Shape boundary entries:
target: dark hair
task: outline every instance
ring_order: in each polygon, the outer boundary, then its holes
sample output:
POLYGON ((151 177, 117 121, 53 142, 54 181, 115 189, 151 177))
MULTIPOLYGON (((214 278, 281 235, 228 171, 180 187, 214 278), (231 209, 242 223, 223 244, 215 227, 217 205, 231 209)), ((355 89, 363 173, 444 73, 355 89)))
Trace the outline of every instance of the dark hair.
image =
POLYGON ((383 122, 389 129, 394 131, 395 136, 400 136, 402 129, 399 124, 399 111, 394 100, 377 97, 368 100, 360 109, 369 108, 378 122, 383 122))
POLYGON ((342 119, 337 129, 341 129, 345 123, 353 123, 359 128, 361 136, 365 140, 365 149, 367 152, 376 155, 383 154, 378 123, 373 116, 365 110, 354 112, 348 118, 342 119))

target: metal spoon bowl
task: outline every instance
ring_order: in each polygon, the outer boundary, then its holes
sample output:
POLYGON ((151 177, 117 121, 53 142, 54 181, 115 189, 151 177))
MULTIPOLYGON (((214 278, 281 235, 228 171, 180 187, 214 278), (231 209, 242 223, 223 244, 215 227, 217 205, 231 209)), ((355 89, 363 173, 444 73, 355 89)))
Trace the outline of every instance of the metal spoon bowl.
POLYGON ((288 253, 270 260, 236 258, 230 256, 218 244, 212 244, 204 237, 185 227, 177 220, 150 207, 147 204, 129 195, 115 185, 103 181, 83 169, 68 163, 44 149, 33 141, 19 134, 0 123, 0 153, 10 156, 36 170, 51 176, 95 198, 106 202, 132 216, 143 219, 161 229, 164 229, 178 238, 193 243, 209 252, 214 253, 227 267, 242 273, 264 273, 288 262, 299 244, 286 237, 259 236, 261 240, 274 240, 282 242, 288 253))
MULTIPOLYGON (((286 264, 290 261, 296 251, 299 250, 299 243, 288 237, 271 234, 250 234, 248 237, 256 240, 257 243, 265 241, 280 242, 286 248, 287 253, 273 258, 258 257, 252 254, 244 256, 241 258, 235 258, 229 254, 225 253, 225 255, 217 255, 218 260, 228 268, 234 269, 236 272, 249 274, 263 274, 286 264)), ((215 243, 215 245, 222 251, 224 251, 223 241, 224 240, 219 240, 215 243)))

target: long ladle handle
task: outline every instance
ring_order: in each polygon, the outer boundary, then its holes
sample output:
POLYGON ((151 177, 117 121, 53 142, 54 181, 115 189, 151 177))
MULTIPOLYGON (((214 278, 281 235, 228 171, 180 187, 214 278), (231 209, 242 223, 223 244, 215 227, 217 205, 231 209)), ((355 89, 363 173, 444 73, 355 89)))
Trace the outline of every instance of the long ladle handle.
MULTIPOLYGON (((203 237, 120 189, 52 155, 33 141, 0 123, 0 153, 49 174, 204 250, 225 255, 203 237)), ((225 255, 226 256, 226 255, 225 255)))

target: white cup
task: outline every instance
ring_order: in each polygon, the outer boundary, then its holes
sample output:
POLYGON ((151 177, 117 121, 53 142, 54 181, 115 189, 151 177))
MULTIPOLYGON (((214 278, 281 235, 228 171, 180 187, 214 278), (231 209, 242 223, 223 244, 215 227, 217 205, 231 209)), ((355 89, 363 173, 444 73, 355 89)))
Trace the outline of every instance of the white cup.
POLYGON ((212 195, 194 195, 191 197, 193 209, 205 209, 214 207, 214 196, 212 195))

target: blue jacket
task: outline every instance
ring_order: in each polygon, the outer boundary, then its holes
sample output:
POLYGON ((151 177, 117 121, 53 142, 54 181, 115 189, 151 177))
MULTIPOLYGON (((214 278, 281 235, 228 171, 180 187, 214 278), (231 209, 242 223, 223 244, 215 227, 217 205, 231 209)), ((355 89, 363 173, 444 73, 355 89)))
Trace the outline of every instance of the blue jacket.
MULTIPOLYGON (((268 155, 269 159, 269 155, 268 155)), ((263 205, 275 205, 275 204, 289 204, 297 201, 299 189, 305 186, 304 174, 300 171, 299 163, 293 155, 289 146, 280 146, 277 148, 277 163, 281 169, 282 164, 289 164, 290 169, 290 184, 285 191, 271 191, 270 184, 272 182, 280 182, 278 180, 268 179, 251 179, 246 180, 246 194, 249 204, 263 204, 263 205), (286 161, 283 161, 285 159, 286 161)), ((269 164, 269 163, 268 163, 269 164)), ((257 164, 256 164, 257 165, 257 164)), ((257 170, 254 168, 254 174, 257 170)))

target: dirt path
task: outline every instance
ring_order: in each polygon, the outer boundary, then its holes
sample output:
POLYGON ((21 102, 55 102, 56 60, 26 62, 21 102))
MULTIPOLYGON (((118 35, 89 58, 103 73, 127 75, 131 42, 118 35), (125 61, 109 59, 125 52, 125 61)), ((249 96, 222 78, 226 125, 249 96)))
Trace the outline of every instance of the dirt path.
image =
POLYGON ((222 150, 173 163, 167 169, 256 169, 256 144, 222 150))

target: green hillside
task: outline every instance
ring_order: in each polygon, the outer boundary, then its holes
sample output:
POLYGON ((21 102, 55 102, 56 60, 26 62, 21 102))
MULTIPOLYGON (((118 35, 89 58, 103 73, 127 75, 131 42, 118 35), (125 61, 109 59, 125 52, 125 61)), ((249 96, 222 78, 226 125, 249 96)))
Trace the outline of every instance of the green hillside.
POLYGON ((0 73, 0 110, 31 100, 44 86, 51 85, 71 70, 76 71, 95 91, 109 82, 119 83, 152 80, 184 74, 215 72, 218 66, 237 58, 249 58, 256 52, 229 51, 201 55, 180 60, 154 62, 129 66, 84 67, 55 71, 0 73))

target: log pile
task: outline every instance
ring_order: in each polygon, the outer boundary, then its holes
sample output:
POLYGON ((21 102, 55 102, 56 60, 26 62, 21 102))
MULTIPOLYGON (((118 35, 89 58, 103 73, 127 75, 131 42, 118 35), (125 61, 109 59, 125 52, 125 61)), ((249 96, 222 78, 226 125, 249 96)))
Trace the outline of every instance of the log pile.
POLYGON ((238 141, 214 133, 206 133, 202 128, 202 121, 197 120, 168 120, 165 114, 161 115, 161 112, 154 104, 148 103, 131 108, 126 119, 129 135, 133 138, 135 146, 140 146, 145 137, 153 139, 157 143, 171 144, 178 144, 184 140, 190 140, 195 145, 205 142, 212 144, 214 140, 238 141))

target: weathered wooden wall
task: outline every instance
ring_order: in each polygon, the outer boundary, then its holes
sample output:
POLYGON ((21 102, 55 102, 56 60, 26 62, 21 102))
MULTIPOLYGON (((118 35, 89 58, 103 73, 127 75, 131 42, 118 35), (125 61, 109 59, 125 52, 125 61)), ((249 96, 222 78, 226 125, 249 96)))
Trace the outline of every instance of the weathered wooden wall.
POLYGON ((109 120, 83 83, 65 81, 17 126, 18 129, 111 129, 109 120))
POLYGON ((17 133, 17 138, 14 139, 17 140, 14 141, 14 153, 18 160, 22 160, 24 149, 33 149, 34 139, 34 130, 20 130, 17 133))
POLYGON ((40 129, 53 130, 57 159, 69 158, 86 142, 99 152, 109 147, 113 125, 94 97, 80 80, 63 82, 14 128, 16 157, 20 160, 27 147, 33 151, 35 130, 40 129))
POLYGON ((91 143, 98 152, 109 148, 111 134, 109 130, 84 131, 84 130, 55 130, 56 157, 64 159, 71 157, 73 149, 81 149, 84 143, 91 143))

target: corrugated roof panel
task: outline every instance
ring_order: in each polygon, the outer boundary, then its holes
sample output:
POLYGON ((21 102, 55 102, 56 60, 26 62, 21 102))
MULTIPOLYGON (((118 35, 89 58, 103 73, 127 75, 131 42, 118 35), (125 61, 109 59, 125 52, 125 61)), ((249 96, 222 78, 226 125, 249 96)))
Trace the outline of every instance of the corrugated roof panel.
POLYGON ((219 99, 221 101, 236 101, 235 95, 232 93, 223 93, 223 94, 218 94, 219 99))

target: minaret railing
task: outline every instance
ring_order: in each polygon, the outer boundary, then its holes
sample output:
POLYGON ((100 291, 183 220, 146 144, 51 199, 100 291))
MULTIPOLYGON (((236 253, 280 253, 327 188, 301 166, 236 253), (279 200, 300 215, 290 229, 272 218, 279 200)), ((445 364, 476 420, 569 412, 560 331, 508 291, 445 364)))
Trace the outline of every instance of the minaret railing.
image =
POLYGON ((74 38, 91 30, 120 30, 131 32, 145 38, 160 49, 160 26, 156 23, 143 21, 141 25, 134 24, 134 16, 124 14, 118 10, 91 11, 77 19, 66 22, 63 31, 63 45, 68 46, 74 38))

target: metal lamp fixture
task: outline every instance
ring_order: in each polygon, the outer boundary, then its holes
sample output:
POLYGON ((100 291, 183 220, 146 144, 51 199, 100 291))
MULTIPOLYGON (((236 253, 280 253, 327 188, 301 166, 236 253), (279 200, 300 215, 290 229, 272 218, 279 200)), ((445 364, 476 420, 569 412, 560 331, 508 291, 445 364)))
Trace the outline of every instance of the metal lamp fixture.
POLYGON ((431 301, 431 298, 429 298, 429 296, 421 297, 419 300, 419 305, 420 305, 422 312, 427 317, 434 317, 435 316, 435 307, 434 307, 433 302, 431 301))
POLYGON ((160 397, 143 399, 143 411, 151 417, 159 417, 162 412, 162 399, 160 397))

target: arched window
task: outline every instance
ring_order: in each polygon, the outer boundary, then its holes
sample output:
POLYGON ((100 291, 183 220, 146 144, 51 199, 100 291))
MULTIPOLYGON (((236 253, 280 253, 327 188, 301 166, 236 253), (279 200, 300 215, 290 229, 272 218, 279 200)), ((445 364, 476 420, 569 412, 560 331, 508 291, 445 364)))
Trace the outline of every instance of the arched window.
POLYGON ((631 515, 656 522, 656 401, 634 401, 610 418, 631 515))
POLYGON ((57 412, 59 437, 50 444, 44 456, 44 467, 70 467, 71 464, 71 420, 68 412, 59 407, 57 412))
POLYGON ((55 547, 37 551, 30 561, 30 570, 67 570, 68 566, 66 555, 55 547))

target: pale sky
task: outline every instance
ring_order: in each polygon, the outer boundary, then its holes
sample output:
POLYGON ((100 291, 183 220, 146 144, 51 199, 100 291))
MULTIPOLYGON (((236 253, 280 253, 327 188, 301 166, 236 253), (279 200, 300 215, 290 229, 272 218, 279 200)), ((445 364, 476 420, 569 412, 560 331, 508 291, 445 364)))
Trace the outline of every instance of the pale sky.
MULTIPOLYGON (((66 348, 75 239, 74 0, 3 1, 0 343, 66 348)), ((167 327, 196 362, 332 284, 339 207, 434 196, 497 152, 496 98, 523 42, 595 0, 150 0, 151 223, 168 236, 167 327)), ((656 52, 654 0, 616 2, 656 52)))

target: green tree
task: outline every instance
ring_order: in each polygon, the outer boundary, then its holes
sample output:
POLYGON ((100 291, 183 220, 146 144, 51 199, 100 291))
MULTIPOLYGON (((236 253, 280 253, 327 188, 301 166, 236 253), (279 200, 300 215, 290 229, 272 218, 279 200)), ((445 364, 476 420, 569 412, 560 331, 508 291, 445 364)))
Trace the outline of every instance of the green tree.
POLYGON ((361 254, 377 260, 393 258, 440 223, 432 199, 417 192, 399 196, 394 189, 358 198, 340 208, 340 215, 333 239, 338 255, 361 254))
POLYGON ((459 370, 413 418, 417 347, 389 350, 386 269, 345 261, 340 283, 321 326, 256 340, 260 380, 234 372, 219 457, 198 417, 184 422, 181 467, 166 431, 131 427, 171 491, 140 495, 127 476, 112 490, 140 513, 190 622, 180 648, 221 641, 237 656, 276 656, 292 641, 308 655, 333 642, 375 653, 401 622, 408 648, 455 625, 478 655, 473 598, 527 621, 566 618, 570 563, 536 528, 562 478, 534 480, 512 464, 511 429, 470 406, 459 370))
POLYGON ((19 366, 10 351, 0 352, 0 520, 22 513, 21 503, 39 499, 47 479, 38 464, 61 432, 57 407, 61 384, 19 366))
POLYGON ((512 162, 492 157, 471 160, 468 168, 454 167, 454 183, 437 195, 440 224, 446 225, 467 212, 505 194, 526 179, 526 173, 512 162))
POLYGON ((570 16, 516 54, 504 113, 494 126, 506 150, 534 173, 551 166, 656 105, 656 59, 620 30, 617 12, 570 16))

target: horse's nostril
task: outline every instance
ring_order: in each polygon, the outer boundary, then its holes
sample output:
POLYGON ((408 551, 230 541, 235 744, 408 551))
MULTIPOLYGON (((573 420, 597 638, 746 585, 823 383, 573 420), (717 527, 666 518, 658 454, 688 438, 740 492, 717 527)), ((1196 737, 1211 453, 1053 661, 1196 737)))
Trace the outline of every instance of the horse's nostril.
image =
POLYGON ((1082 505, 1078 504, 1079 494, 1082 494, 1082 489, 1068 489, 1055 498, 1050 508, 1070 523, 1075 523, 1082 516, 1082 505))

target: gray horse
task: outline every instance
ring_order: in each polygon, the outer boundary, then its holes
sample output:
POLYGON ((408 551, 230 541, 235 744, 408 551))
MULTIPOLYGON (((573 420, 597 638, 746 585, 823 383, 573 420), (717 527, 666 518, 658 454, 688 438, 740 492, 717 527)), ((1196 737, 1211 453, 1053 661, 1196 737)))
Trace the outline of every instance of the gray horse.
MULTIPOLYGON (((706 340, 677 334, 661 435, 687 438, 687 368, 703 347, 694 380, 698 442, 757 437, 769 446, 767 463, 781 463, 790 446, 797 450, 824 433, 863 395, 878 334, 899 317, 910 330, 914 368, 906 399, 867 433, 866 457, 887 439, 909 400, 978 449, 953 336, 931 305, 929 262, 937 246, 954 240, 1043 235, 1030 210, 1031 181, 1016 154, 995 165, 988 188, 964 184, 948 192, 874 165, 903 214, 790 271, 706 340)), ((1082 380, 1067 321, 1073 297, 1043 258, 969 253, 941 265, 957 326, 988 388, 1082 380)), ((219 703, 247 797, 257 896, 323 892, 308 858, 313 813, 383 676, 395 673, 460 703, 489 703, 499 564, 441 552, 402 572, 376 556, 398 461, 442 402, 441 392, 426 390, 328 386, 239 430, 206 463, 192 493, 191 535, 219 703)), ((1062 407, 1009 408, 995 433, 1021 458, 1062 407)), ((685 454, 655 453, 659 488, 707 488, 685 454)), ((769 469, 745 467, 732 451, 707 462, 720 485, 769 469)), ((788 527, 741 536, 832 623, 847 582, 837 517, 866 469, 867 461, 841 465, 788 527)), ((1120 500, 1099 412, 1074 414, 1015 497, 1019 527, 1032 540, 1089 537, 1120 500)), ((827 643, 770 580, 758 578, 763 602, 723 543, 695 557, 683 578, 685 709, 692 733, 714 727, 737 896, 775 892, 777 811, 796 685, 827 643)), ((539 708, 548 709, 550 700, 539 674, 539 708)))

# [PROBLEM]
Copy out the entries above word for word, from the line with "target: minaret railing" through the line with "POLYGON ((55 547, 37", including both of those lines.

# [EXERCISE RESULT]
target: minaret railing
task: outline every instance
ring_order: in each polygon, the outer boundary, then its holes
sample output:
POLYGON ((100 291, 183 220, 146 144, 51 199, 100 291))
MULTIPOLYGON (((236 253, 280 253, 327 188, 301 166, 236 253), (279 200, 300 215, 290 229, 272 218, 279 200)), ((445 364, 476 420, 569 412, 560 331, 508 291, 445 364)))
Trace the outline of every instance of the minaret railing.
image =
POLYGON ((74 38, 91 30, 120 30, 131 32, 145 38, 160 49, 160 26, 156 23, 143 21, 141 25, 134 24, 134 16, 124 14, 118 10, 91 11, 77 19, 66 22, 63 31, 63 45, 68 46, 74 38))

target: metal lamp fixture
task: outline every instance
ring_order: in each polygon, the outer boundary, then its holes
sample output:
POLYGON ((100 291, 183 220, 146 144, 51 199, 100 291))
MULTIPOLYGON (((236 253, 280 253, 327 188, 301 166, 236 253), (279 200, 300 215, 290 229, 272 218, 279 200)), ((445 364, 476 420, 569 412, 560 331, 508 291, 445 364)))
Trace the outline of every instance of the metal lamp fixture.
POLYGON ((431 301, 431 298, 429 298, 429 296, 421 297, 419 300, 419 305, 420 305, 422 312, 427 317, 434 317, 435 316, 435 307, 434 307, 433 302, 431 301))
POLYGON ((160 397, 143 399, 143 411, 151 417, 159 417, 162 412, 162 399, 160 397))

target: arched window
task: outline every instance
ring_order: in each polygon, the outer boundary, then its holes
sample output:
POLYGON ((100 291, 183 220, 146 144, 51 199, 100 291))
MULTIPOLYGON (((236 253, 280 253, 327 188, 301 166, 236 253), (279 200, 300 215, 290 229, 272 218, 279 200)), ((445 364, 476 420, 569 412, 560 331, 508 291, 445 364)))
Trace the outline of every instance of the arched window.
POLYGON ((631 515, 656 522, 656 401, 634 401, 610 418, 631 515))
POLYGON ((57 412, 59 437, 50 444, 44 456, 44 467, 70 467, 71 464, 71 420, 68 412, 59 407, 57 412))
POLYGON ((55 547, 37 551, 30 561, 30 570, 67 570, 68 566, 66 555, 55 547))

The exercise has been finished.